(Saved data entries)

▬▬▬▬▬▬

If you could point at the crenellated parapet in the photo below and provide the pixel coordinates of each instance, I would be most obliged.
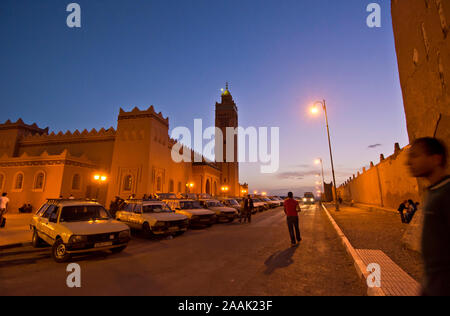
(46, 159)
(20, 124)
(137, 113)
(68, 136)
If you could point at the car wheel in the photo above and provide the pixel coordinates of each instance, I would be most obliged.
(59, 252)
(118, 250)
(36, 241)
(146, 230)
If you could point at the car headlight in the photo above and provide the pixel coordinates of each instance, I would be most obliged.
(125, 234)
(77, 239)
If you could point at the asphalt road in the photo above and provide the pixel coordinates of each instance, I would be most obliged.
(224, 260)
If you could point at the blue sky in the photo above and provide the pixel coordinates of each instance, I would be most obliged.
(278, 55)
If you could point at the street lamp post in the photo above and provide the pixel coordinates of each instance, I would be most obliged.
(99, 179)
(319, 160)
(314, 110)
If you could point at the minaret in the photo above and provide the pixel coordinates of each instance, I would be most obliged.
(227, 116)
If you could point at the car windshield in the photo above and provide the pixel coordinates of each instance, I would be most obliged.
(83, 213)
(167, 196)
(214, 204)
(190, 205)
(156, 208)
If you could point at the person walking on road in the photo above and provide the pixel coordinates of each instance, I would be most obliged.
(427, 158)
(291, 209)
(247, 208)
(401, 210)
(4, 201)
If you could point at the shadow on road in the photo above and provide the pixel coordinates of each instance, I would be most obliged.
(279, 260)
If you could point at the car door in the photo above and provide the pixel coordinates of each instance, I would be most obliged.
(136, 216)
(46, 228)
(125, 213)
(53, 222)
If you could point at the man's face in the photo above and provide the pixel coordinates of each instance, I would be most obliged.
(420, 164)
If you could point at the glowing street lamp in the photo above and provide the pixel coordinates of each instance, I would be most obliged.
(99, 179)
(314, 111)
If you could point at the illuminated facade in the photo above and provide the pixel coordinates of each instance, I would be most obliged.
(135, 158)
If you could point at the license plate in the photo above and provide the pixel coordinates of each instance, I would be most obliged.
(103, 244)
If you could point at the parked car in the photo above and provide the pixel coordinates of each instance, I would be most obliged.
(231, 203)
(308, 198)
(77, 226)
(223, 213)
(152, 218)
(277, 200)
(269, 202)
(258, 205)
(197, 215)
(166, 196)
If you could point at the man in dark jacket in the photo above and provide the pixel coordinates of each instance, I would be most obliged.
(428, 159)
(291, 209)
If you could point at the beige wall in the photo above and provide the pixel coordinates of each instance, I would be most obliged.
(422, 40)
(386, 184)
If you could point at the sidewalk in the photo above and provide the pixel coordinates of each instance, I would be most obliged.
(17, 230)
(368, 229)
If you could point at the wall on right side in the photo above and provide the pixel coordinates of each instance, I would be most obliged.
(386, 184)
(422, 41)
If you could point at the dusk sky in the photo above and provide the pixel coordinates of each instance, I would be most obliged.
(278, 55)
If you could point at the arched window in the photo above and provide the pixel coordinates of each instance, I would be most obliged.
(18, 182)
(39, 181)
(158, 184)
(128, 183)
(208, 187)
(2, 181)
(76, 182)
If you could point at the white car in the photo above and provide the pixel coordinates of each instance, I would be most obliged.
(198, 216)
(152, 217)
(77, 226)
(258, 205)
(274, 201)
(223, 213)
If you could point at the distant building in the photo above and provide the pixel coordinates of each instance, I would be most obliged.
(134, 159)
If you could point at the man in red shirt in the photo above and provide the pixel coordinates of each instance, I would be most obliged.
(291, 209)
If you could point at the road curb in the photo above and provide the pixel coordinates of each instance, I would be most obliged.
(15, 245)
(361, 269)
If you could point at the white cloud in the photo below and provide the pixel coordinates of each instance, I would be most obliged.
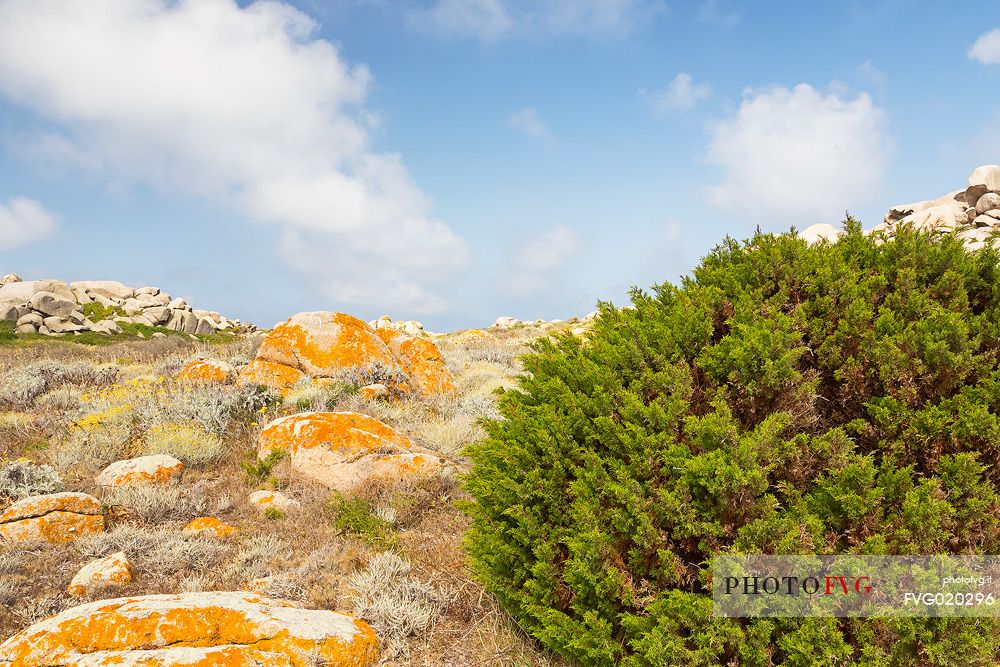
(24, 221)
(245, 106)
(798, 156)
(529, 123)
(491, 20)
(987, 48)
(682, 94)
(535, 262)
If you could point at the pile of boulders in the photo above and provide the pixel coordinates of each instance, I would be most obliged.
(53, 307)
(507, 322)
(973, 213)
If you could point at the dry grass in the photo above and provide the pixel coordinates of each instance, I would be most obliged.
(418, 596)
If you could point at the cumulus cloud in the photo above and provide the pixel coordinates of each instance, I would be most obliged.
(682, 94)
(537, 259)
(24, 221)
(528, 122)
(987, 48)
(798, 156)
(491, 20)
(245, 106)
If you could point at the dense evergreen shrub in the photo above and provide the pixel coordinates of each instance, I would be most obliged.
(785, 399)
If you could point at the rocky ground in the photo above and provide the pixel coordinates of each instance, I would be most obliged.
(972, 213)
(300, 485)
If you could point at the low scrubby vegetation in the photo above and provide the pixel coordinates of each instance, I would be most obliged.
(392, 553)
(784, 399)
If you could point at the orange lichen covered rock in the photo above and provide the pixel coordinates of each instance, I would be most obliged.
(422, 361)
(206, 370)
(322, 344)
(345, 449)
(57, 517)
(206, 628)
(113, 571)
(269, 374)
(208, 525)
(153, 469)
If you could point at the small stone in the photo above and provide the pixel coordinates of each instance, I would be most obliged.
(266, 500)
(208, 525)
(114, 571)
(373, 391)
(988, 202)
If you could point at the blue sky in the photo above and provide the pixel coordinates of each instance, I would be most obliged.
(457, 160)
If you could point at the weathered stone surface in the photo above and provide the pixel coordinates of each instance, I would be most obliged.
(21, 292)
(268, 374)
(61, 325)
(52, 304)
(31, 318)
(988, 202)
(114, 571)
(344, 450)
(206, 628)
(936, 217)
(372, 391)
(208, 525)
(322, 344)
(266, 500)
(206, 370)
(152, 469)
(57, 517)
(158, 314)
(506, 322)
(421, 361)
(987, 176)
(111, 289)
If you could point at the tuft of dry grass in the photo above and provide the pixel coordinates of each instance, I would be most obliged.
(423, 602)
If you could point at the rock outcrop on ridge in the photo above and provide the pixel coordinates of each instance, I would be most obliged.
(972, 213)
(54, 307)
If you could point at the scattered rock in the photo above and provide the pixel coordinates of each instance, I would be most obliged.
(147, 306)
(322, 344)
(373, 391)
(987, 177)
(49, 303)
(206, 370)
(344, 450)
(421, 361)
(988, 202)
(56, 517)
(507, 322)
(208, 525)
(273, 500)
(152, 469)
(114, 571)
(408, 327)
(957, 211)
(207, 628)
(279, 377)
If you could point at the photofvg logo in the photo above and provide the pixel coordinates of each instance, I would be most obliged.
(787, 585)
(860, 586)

▬▬▬▬▬▬

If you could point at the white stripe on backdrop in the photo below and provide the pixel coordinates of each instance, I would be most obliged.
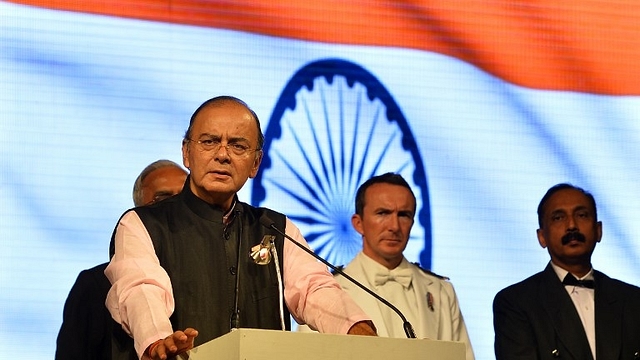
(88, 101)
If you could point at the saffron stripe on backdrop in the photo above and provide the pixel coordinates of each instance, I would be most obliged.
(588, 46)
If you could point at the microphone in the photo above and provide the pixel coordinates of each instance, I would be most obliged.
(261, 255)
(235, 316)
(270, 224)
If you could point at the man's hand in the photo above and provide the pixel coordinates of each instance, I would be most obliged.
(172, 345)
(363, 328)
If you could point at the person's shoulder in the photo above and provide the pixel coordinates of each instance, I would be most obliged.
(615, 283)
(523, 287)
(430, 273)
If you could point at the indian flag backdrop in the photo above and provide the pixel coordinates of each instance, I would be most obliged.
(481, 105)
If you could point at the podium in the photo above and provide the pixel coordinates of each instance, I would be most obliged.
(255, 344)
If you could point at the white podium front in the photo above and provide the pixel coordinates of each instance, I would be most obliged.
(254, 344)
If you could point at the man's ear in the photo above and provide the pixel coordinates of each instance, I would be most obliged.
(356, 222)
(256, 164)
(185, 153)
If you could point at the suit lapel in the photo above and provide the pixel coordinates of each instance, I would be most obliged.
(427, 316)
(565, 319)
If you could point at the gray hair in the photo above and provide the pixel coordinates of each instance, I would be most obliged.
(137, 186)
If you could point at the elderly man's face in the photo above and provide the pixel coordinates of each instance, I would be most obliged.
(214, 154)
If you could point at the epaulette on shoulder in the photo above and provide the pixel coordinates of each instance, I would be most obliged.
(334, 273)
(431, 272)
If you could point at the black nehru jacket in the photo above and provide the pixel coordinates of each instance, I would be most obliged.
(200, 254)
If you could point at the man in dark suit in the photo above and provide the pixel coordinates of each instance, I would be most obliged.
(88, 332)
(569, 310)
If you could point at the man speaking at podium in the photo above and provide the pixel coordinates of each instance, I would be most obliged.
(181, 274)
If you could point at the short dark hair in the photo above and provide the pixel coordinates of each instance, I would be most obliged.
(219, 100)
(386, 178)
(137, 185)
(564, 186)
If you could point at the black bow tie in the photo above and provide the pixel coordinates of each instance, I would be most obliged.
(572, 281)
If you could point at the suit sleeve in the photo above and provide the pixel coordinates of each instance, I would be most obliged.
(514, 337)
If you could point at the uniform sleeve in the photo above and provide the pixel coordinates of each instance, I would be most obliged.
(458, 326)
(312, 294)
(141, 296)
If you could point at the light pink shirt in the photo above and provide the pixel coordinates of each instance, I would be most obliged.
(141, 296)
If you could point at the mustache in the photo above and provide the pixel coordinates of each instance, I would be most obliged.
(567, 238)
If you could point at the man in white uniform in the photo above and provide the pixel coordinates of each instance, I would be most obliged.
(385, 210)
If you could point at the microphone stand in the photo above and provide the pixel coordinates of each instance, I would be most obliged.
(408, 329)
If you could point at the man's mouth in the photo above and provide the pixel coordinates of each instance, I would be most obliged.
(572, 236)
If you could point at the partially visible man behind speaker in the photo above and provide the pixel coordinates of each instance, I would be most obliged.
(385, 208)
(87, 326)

▬▬▬▬▬▬

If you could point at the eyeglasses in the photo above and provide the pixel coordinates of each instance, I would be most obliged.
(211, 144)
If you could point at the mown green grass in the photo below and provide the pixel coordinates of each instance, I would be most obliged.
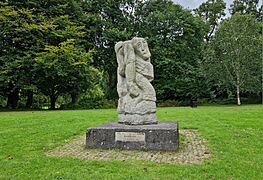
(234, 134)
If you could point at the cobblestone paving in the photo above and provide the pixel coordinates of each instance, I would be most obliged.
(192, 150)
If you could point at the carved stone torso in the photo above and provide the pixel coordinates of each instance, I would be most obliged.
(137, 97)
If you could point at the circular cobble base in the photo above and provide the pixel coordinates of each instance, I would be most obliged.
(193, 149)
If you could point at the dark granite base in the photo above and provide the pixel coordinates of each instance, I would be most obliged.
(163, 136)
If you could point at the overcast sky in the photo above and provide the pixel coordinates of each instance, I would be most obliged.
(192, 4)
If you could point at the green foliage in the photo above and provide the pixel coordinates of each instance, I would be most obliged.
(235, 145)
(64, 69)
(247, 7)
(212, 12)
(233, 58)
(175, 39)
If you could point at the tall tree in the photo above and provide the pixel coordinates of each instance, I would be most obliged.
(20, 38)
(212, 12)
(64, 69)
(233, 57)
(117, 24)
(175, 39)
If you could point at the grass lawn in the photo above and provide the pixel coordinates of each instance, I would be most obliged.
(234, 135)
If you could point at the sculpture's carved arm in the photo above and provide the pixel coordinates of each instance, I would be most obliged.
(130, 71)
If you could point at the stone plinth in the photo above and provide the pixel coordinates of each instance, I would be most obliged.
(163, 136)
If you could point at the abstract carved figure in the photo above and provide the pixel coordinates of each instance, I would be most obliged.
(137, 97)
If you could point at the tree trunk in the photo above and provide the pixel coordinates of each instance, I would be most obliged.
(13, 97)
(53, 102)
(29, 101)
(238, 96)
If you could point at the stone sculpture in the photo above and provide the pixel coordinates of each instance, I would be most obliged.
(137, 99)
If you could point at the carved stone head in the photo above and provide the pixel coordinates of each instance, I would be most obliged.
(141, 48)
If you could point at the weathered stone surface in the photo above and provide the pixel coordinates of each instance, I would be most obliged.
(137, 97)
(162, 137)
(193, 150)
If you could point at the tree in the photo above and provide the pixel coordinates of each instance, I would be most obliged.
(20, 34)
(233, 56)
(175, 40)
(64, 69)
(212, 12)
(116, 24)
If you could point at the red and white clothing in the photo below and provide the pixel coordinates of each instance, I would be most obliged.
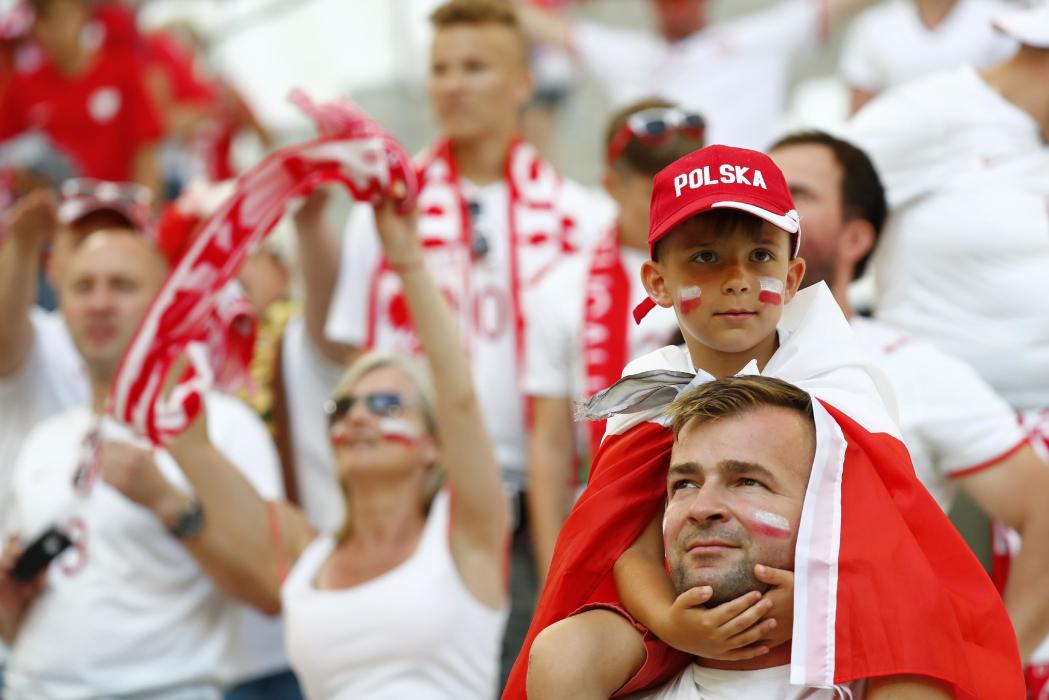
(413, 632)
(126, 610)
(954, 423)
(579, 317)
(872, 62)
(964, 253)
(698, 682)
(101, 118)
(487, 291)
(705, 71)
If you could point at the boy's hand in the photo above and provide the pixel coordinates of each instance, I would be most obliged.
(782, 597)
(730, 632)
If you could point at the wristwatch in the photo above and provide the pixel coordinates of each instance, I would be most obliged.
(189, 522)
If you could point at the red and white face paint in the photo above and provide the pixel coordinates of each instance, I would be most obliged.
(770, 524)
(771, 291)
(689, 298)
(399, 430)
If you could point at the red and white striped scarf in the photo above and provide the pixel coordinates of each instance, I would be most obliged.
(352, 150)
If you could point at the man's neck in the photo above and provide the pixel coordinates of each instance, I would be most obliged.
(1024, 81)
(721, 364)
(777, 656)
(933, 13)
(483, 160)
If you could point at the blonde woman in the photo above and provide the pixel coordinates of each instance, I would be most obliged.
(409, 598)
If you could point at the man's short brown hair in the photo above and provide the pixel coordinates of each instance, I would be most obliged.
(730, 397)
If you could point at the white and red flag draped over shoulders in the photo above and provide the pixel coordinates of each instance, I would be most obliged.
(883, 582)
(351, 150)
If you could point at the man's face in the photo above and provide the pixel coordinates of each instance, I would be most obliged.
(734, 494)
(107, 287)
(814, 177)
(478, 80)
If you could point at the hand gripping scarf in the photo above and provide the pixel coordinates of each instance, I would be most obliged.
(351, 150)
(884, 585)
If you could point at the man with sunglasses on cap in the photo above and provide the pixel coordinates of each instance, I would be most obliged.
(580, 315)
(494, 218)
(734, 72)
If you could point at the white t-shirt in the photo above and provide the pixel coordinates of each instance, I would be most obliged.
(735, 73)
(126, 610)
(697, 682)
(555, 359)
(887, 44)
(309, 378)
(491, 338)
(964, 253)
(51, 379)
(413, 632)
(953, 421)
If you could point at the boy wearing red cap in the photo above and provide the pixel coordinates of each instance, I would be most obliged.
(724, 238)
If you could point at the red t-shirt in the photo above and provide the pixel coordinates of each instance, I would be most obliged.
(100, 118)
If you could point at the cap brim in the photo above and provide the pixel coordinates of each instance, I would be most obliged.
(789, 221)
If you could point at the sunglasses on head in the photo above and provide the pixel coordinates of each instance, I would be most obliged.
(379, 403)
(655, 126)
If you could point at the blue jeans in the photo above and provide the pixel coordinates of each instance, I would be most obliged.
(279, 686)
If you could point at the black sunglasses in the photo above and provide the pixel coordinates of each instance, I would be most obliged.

▬▬▬▬▬▬

__What you need to do__: Put the records from the line containing "If you could point at the sunglasses" through the line containing "If you could point at the black sunglasses" into a Markdown table with the columns Row and Record line. Leave out blank lines.

__The response__:
| Row | Record line |
|---|---|
| 1 | If you could point at the sunglasses on head in the photo above and provide the pixel coordinates of each instance, I would be most obliged. |
| 2 | (379, 403) |
| 3 | (655, 126) |
| 4 | If you could point at the blue jeans in the photo above and provide the pixel coordinates of each instance, I would be most obliged. |
| 5 | (279, 686) |
| 6 | If you could point at the black sunglasses in the photo above and provide the pixel coordinates of each instance, I would be most obliged. |